Excerpted passage Block Start

New York City (NYC) Democrats want to fight shoplifting by punishing grocery stores and their customers rather than the people stealing from them.
Councilwoman Amanda Farias introduced legislation Tuesday that would cap self-checkout transactions at 15 items and require supermarkets and pharmacies to assign at least one worker for every three self-checkout lanes, the New York Post (NYP) reported. Stores that fail to comply would face daily fines starting at $100.
“We’ve seen the consequences of removing workers from these spaces: increased retail theft, less oversight, fewer protections for both workers and customers, and generally decreased safety,” Farias said, according to NYP. Four fellow Democrats co-sponsored the bill: Manhattan’s Gale Brewer and Harvey Epstein, Queens’ Tiffany Cabán, and Shirley Aldebol of the Bronx. (RELATED: Mamdani Dips Hands In Cookie Jar With Every Trick To Make City Look Not Broke)
Republican Councilwoman Joann Ariola rejected the proposal outright. “This is typical backwards leftist logic,” Ariola told the NYP. “Instead of actually trying to punish criminals, my colleagues are pushing to make life even harder for businesses and consumers.”
Jason Ferraira, a board member of the National Supermarket Association who runs three Foodtown locations in Queens, called the bill misguided. “I think this is a horrible idea,” Ferraira told the NYP. “You don’t prevent shoplifting by making me have a certain ratio of employees. People shoplift in a lot of different ways.”

Excerpted passage Block End

### [Tasks and exercises]
[1] Copy the self-checkout article word for word, beginning at the words "Councilwoman Amanda Farias" and stopping after the words "Look Not Broke)".
[2] Extend the self-checkout article past its final sentence, carrying it forward from there.
The lines that come next have no connection to the self-checkout article.

Given information Block Start

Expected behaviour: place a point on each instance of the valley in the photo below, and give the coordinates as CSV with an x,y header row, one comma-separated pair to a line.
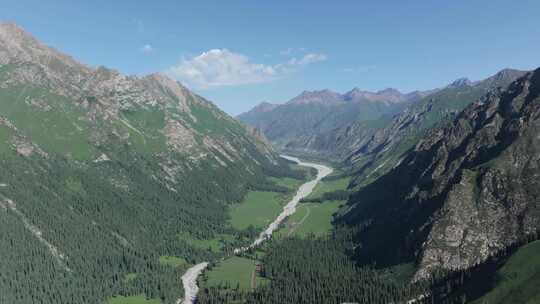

Given information Block End

### [Results for each task]
[1]
Councilwoman Amanda Farias introduced legislation Tuesday that would cap self-checkout transactions at 15 items and require supermarkets and pharmacies to assign at least one worker for every three self-checkout lanes, the New York Post (NYP) reported. Stores that fail to comply would face daily fines starting at $100.
“We’ve seen the consequences of removing workers from these spaces: increased retail theft, less oversight, fewer protections for both workers and customers, and generally decreased safety,” Farias said, according to NYP. Four fellow Democrats co-sponsored the bill: Manhattan’s Gale Brewer and Harvey Epstein, Queens’ Tiffany Cabán, and Shirley Aldebol of the Bronx. (RELATED: Mamdani Dips Hands In Cookie Jar With Every Trick To Make City Look Not Broke)

[2]
NYC Council Dems’ bizarre plan to crack down on the supermarket self-checkout line https://t.co/BbBvRZTMfG pic.twitter.com/NEBXicu50y
— New York Post (@nypost) March 14, 2026
The proposal landed the same week the Council introduced a separate bill to raise the city’s hourly minimum wage from $17 to $30 by 2030, Gothamist reported. Mayor Zohran Mamdani, a democratic socialist, backed the wage increase during his campaign, and a spokesperson confirmed he remains committed to the push. Business leaders warn the combined regulatory burden could drive employers out of the city.
Retail theft in New York City surged 68% above pre-pandemic levels in 2022 and remains elevated despite a roughly 7% decline between 2023 and 2025, according to a Brennan Center for Justice analysis. The city continues to buck a national trend of falling shoplifting rates.
NYC’s approach follows a template set in California, where Long Beach and Costa Mesa adopted similar self-checkout staffing mandates in 2025 and 2026, the Orange County Register reported. Labor-aligned lawmakers in both cities framed those measures as job-protection efforts rather than anti-crime tools.